→ ЗАДАНИЕ A
Перепишите весь фрагмент о браке слово в слово, ничего не меняя.
→ ЗАДАНИЕ B
Оформите только записи с самого начала до строки с «x=255, y=345» включительно как CSV с двумя столбцами «вход» и «выход». На каждую запись должна приходиться одна строка: текст записи и ответ на неё, каждый в одном поле в кавычках, а переносы строк в них замените пробелами.

→ ФРАГМЕНТ ТЕКСТА

Мой тезис таков: люди всегда стремятся к тому, что проще, и поэтому несовершенный брак встречается гораздо чаще, чем подлинный брачный союз. Иными словами, люди либо не хотят ничего делать, либо просто не знают, что нужно сделать для того, чтобы брак реализовал их смутные чаяния. Договорная модель подбрасывает наивное представление о браке как о каком-то предмете, который или есть, или нет (без каких-либо полутонов). В связи с таким взглядом люди задумываются над вопросом «что делать с браком?» (словно это новый предмет мебели в привычной обстановке), оставляя вне поля зрения более существенный вопрос — «как делать сам брак?». Брак требует «работы» — работы над событиями, отношениями, над собой в конце концов. И речь не о банальностях типа «в браке нельзя расслабляться, надо поддерживать пламя чувств, иначе все пойдет прахом». Как ни странно, но истории про то, как один из партнеров всё время имитирует начало отношений — это тоже бегство от брака. Речь о том, что необходима работа над пониманием «что есть брак?» (что в нем важно, что имеет отношение к нему и что нет), а затем и утверждением этого понимания в повседневности. В этом смысле я склонен рассматривать брак как то, что нуждается в опосредовании, т.е. в «пропускании через себя», в принятии того, что «уже есть». Говоря проще, что считаете действительным браком именно вы — это ваше дело, но раз считаете, то делайте то, что создает эту действительность. Увы, небольшая доля людей готова целиком следовать своим же представлениям и убеждениям (это наблюдение сделал еще Фрейд, буквально с самого начала изучения бессознательного).

→ ИЗВЛЕЧЁННЫЕ ЗАПИСИ
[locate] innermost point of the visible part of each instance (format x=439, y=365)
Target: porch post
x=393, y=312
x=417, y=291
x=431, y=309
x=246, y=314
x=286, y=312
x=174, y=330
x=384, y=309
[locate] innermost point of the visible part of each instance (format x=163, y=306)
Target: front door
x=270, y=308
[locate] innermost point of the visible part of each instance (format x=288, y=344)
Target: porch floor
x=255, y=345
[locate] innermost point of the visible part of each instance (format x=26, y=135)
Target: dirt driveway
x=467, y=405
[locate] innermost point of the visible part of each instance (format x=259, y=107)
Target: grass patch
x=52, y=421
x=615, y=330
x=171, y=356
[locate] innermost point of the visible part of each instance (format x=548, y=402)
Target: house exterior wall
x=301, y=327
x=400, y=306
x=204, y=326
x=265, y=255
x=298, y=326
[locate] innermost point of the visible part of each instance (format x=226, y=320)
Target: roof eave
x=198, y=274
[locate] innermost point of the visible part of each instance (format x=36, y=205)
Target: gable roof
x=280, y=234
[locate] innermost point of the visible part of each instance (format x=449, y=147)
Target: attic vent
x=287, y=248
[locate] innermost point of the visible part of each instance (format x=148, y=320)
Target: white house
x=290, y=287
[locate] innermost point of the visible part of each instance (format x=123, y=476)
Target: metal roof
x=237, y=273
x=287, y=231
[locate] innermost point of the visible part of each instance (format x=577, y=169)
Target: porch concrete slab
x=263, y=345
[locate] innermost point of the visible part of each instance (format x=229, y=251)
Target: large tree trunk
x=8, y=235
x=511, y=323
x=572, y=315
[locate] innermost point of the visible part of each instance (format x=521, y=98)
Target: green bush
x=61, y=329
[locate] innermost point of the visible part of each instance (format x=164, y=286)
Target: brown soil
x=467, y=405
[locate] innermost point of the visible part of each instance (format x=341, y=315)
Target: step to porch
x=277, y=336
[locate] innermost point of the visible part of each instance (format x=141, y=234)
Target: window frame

→ ОЖИДАЕМЫЙ ОТВЕТ A
Мой тезис таков: люди всегда стремятся к тому, что проще, и поэтому несовершенный брак встречается гораздо чаще, чем подлинный брачный союз. Иными словами, люди либо не хотят ничего делать, либо просто не знают, что нужно сделать для того, чтобы брак реализовал их смутные чаяния. Договорная модель подбрасывает наивное представление о браке как о каком-то предмете, который или есть, или нет (без каких-либо полутонов). В связи с таким взглядом люди задумываются над вопросом «что делать с браком?» (словно это новый предмет мебели в привычной обстановке), оставляя вне поля зрения более существенный вопрос — «как делать сам брак?». Брак требует «работы» — работы над событиями, отношениями, над собой в конце концов. И речь не о банальностях типа «в браке нельзя расслабляться, надо поддерживать пламя чувств, иначе все пойдет прахом». Как ни странно, но истории про то, как один из партнеров всё время имитирует начало отношений — это тоже бегство от брака. Речь о том, что необходима работа над пониманием «что есть брак?» (что в нем важно, что имеет отношение к нему и что нет), а затем и утверждением этого понимания в повседневности. В этом смысле я склонен рассматривать брак как то, что нуждается в опосредовании, т.е. в «пропускании через себя», в принятии того, что «уже есть». Говоря проще, что считаете действительным браком именно вы — это ваше дело, но раз считаете, то делайте то, что создает эту действительность. Увы, небольшая доля людей готова целиком следовать своим же представлениям и убеждениям (это наблюдение сделал еще Фрейд, буквально с самого начала изучения бессознательного).

→ ОЖИДАЕМЫЙ ОТВЕТ B
вход,выход
"[locate] innermost point of the visible part of each instance (format x=439, y=365) Target: porch post","x=393, y=312 x=417, y=291 x=431, y=309 x=246, y=314 x=286, y=312 x=174, y=330 x=384, y=309"
"[locate] innermost point of the visible part of each instance (format x=163, y=306) Target: front door","x=270, y=308"
"[locate] innermost point of the visible part of each instance (format x=288, y=344) Target: porch floor","x=255, y=345"